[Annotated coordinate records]
···

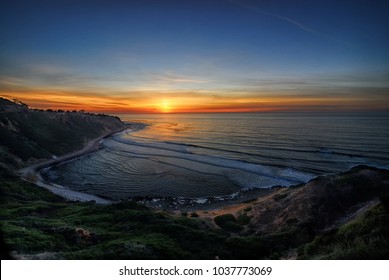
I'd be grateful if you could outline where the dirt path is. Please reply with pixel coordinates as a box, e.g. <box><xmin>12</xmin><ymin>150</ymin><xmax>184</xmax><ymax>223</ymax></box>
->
<box><xmin>19</xmin><ymin>127</ymin><xmax>127</xmax><ymax>204</ymax></box>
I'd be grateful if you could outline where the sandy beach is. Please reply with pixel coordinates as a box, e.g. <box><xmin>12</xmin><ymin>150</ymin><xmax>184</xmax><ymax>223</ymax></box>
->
<box><xmin>19</xmin><ymin>127</ymin><xmax>127</xmax><ymax>204</ymax></box>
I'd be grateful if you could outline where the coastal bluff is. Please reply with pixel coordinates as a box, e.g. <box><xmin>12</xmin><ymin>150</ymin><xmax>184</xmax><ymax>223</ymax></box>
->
<box><xmin>0</xmin><ymin>98</ymin><xmax>389</xmax><ymax>259</ymax></box>
<box><xmin>0</xmin><ymin>98</ymin><xmax>126</xmax><ymax>170</ymax></box>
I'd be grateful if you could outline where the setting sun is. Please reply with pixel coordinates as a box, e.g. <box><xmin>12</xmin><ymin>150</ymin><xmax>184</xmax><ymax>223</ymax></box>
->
<box><xmin>160</xmin><ymin>99</ymin><xmax>172</xmax><ymax>113</ymax></box>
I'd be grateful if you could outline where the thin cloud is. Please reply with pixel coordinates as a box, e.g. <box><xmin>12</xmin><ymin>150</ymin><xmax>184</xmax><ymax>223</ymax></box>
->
<box><xmin>228</xmin><ymin>0</ymin><xmax>344</xmax><ymax>43</ymax></box>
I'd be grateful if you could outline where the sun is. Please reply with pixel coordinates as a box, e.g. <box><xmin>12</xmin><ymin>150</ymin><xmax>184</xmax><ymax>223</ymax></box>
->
<box><xmin>160</xmin><ymin>99</ymin><xmax>172</xmax><ymax>113</ymax></box>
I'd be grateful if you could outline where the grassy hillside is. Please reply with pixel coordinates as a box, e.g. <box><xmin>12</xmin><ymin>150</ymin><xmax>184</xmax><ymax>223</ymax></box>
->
<box><xmin>0</xmin><ymin>98</ymin><xmax>124</xmax><ymax>167</ymax></box>
<box><xmin>0</xmin><ymin>98</ymin><xmax>389</xmax><ymax>259</ymax></box>
<box><xmin>0</xmin><ymin>165</ymin><xmax>389</xmax><ymax>259</ymax></box>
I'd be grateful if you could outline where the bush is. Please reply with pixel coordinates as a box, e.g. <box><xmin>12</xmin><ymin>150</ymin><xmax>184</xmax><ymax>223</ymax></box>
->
<box><xmin>214</xmin><ymin>214</ymin><xmax>243</xmax><ymax>232</ymax></box>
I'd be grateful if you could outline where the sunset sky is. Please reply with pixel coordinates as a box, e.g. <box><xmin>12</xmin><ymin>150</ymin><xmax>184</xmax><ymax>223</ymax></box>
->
<box><xmin>0</xmin><ymin>0</ymin><xmax>389</xmax><ymax>113</ymax></box>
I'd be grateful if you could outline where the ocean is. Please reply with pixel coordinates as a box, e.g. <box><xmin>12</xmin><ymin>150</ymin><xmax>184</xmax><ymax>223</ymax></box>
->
<box><xmin>41</xmin><ymin>113</ymin><xmax>389</xmax><ymax>200</ymax></box>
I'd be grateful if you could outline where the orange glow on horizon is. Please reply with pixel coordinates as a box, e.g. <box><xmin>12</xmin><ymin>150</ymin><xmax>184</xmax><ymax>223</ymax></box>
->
<box><xmin>0</xmin><ymin>87</ymin><xmax>385</xmax><ymax>114</ymax></box>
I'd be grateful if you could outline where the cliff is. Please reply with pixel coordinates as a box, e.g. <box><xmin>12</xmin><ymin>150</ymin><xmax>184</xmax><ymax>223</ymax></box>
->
<box><xmin>0</xmin><ymin>98</ymin><xmax>125</xmax><ymax>169</ymax></box>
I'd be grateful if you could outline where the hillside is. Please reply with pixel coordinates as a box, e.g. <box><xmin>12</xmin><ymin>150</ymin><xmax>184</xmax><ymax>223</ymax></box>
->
<box><xmin>0</xmin><ymin>99</ymin><xmax>389</xmax><ymax>259</ymax></box>
<box><xmin>0</xmin><ymin>98</ymin><xmax>125</xmax><ymax>169</ymax></box>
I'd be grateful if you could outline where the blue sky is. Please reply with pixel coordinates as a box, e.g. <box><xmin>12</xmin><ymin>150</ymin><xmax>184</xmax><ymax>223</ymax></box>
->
<box><xmin>0</xmin><ymin>0</ymin><xmax>389</xmax><ymax>112</ymax></box>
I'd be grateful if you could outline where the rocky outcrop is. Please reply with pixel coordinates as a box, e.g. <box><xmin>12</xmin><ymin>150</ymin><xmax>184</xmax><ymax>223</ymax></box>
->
<box><xmin>241</xmin><ymin>166</ymin><xmax>389</xmax><ymax>235</ymax></box>
<box><xmin>0</xmin><ymin>98</ymin><xmax>125</xmax><ymax>169</ymax></box>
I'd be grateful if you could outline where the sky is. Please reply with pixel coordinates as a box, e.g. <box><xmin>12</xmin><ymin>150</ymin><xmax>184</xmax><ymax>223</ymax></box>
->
<box><xmin>0</xmin><ymin>0</ymin><xmax>389</xmax><ymax>113</ymax></box>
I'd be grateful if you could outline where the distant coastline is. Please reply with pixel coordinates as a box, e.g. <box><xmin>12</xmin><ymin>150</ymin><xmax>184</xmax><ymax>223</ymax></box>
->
<box><xmin>19</xmin><ymin>126</ymin><xmax>128</xmax><ymax>204</ymax></box>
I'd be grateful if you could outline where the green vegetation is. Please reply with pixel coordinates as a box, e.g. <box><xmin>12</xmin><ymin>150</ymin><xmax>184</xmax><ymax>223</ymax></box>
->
<box><xmin>0</xmin><ymin>98</ymin><xmax>124</xmax><ymax>167</ymax></box>
<box><xmin>299</xmin><ymin>204</ymin><xmax>389</xmax><ymax>259</ymax></box>
<box><xmin>214</xmin><ymin>214</ymin><xmax>243</xmax><ymax>232</ymax></box>
<box><xmin>0</xmin><ymin>172</ymin><xmax>267</xmax><ymax>259</ymax></box>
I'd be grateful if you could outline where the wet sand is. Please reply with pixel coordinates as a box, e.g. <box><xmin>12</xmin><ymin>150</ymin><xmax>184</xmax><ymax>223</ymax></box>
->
<box><xmin>19</xmin><ymin>127</ymin><xmax>127</xmax><ymax>204</ymax></box>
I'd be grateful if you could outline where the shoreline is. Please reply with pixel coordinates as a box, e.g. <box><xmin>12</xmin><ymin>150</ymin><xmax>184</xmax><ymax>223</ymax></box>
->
<box><xmin>18</xmin><ymin>124</ymin><xmax>129</xmax><ymax>204</ymax></box>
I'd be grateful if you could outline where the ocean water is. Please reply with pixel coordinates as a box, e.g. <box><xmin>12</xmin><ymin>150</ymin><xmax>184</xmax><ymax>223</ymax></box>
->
<box><xmin>42</xmin><ymin>113</ymin><xmax>389</xmax><ymax>199</ymax></box>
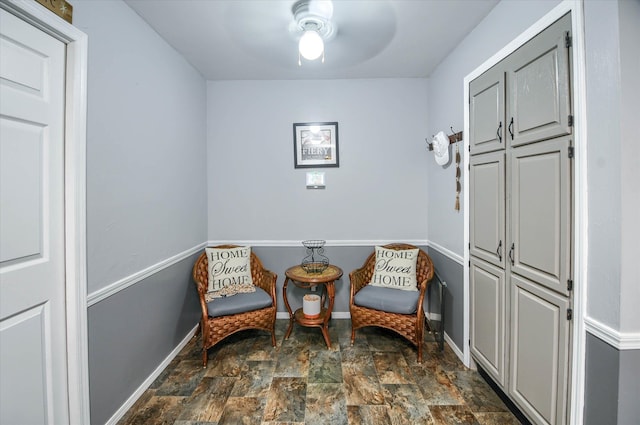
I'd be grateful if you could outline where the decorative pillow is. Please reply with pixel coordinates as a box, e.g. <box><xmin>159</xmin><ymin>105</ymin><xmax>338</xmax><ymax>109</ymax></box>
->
<box><xmin>370</xmin><ymin>246</ymin><xmax>420</xmax><ymax>291</ymax></box>
<box><xmin>205</xmin><ymin>246</ymin><xmax>256</xmax><ymax>302</ymax></box>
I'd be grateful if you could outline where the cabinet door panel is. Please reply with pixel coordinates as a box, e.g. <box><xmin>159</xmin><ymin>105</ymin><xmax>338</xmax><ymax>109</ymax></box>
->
<box><xmin>469</xmin><ymin>64</ymin><xmax>505</xmax><ymax>155</ymax></box>
<box><xmin>508</xmin><ymin>137</ymin><xmax>571</xmax><ymax>295</ymax></box>
<box><xmin>506</xmin><ymin>15</ymin><xmax>571</xmax><ymax>146</ymax></box>
<box><xmin>469</xmin><ymin>258</ymin><xmax>506</xmax><ymax>388</ymax></box>
<box><xmin>469</xmin><ymin>152</ymin><xmax>506</xmax><ymax>268</ymax></box>
<box><xmin>509</xmin><ymin>275</ymin><xmax>569</xmax><ymax>424</ymax></box>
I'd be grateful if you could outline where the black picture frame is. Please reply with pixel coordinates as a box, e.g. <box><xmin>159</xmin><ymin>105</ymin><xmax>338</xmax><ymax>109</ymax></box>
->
<box><xmin>293</xmin><ymin>122</ymin><xmax>340</xmax><ymax>168</ymax></box>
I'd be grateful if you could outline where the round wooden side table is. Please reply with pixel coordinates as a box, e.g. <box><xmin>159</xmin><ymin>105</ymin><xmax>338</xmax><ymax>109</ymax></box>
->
<box><xmin>282</xmin><ymin>265</ymin><xmax>342</xmax><ymax>348</ymax></box>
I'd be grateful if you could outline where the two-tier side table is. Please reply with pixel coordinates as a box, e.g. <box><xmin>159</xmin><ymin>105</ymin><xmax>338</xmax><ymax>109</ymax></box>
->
<box><xmin>282</xmin><ymin>265</ymin><xmax>342</xmax><ymax>348</ymax></box>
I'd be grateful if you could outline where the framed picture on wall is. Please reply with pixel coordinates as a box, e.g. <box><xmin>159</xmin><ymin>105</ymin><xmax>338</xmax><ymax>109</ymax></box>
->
<box><xmin>293</xmin><ymin>122</ymin><xmax>340</xmax><ymax>168</ymax></box>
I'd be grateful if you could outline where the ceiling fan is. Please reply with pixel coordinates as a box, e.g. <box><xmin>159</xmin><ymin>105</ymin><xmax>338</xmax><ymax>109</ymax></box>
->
<box><xmin>226</xmin><ymin>0</ymin><xmax>396</xmax><ymax>70</ymax></box>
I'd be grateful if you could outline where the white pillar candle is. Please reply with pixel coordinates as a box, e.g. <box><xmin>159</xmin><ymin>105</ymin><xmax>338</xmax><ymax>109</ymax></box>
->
<box><xmin>302</xmin><ymin>294</ymin><xmax>320</xmax><ymax>317</ymax></box>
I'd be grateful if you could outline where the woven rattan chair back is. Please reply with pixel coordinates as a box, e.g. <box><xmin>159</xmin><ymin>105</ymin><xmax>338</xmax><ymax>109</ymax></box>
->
<box><xmin>193</xmin><ymin>245</ymin><xmax>278</xmax><ymax>367</ymax></box>
<box><xmin>349</xmin><ymin>243</ymin><xmax>434</xmax><ymax>363</ymax></box>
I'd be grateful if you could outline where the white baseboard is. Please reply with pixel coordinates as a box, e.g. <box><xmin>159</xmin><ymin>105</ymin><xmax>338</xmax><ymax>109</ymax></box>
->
<box><xmin>444</xmin><ymin>332</ymin><xmax>464</xmax><ymax>363</ymax></box>
<box><xmin>105</xmin><ymin>325</ymin><xmax>198</xmax><ymax>425</ymax></box>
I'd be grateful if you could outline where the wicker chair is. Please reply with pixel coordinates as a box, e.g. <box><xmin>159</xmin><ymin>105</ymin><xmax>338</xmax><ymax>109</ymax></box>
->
<box><xmin>349</xmin><ymin>244</ymin><xmax>434</xmax><ymax>363</ymax></box>
<box><xmin>193</xmin><ymin>245</ymin><xmax>277</xmax><ymax>367</ymax></box>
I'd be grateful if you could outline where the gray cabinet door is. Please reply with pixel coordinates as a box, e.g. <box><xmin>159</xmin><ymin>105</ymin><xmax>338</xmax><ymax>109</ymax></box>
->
<box><xmin>469</xmin><ymin>257</ymin><xmax>507</xmax><ymax>390</ymax></box>
<box><xmin>505</xmin><ymin>15</ymin><xmax>571</xmax><ymax>146</ymax></box>
<box><xmin>507</xmin><ymin>137</ymin><xmax>572</xmax><ymax>295</ymax></box>
<box><xmin>508</xmin><ymin>274</ymin><xmax>570</xmax><ymax>424</ymax></box>
<box><xmin>469</xmin><ymin>151</ymin><xmax>506</xmax><ymax>268</ymax></box>
<box><xmin>469</xmin><ymin>64</ymin><xmax>505</xmax><ymax>155</ymax></box>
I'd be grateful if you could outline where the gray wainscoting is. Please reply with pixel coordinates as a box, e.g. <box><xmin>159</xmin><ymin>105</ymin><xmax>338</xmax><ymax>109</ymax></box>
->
<box><xmin>427</xmin><ymin>248</ymin><xmax>464</xmax><ymax>352</ymax></box>
<box><xmin>584</xmin><ymin>332</ymin><xmax>640</xmax><ymax>425</ymax></box>
<box><xmin>88</xmin><ymin>254</ymin><xmax>200</xmax><ymax>424</ymax></box>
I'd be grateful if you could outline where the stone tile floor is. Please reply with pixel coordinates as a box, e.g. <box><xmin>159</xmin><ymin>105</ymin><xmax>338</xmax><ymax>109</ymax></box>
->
<box><xmin>119</xmin><ymin>320</ymin><xmax>520</xmax><ymax>425</ymax></box>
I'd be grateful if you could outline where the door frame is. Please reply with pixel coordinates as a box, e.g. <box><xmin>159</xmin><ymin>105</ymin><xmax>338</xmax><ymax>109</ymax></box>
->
<box><xmin>0</xmin><ymin>0</ymin><xmax>91</xmax><ymax>424</ymax></box>
<box><xmin>463</xmin><ymin>0</ymin><xmax>588</xmax><ymax>423</ymax></box>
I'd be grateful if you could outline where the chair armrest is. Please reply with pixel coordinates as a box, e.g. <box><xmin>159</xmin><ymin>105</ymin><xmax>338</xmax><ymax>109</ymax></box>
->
<box><xmin>417</xmin><ymin>279</ymin><xmax>429</xmax><ymax>315</ymax></box>
<box><xmin>253</xmin><ymin>269</ymin><xmax>278</xmax><ymax>306</ymax></box>
<box><xmin>349</xmin><ymin>267</ymin><xmax>369</xmax><ymax>303</ymax></box>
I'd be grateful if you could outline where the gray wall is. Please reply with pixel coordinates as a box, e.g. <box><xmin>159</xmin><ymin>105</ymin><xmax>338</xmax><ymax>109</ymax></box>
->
<box><xmin>618</xmin><ymin>0</ymin><xmax>640</xmax><ymax>334</ymax></box>
<box><xmin>73</xmin><ymin>1</ymin><xmax>207</xmax><ymax>425</ymax></box>
<box><xmin>584</xmin><ymin>334</ymin><xmax>620</xmax><ymax>425</ymax></box>
<box><xmin>584</xmin><ymin>0</ymin><xmax>640</xmax><ymax>424</ymax></box>
<box><xmin>88</xmin><ymin>254</ymin><xmax>200</xmax><ymax>424</ymax></box>
<box><xmin>428</xmin><ymin>247</ymin><xmax>464</xmax><ymax>352</ymax></box>
<box><xmin>207</xmin><ymin>79</ymin><xmax>428</xmax><ymax>241</ymax></box>
<box><xmin>427</xmin><ymin>0</ymin><xmax>559</xmax><ymax>253</ymax></box>
<box><xmin>74</xmin><ymin>1</ymin><xmax>207</xmax><ymax>293</ymax></box>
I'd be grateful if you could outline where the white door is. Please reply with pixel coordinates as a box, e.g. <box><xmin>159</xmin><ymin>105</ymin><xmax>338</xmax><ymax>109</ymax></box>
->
<box><xmin>0</xmin><ymin>10</ymin><xmax>69</xmax><ymax>424</ymax></box>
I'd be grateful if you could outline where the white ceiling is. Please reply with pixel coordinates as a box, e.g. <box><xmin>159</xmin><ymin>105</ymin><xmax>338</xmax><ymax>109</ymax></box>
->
<box><xmin>125</xmin><ymin>0</ymin><xmax>498</xmax><ymax>80</ymax></box>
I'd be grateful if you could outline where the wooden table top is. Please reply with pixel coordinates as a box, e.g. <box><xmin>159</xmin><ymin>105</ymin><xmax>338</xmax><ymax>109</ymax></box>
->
<box><xmin>285</xmin><ymin>264</ymin><xmax>342</xmax><ymax>283</ymax></box>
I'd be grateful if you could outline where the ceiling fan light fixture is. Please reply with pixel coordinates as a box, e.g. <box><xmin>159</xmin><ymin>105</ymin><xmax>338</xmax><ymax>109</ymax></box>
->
<box><xmin>289</xmin><ymin>0</ymin><xmax>336</xmax><ymax>66</ymax></box>
<box><xmin>298</xmin><ymin>29</ymin><xmax>324</xmax><ymax>60</ymax></box>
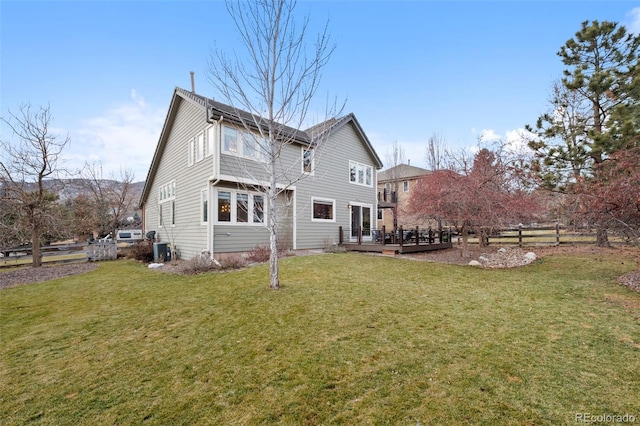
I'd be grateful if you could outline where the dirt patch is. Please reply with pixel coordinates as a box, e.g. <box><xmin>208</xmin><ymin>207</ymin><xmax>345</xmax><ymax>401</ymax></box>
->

···

Request — Format the records from the line containing "I'd be grateful if you could outline where the dirt patch" through the end of the records as a JSON list of strings, one string per line, omitting blank lines.

Solved exercise —
[
  "I'd be grateful if you could outline where the dirt patch is. Please reply with pixel coordinates as a box, e.g. <box><xmin>208</xmin><ymin>207</ymin><xmax>345</xmax><ymax>401</ymax></box>",
  "->"
]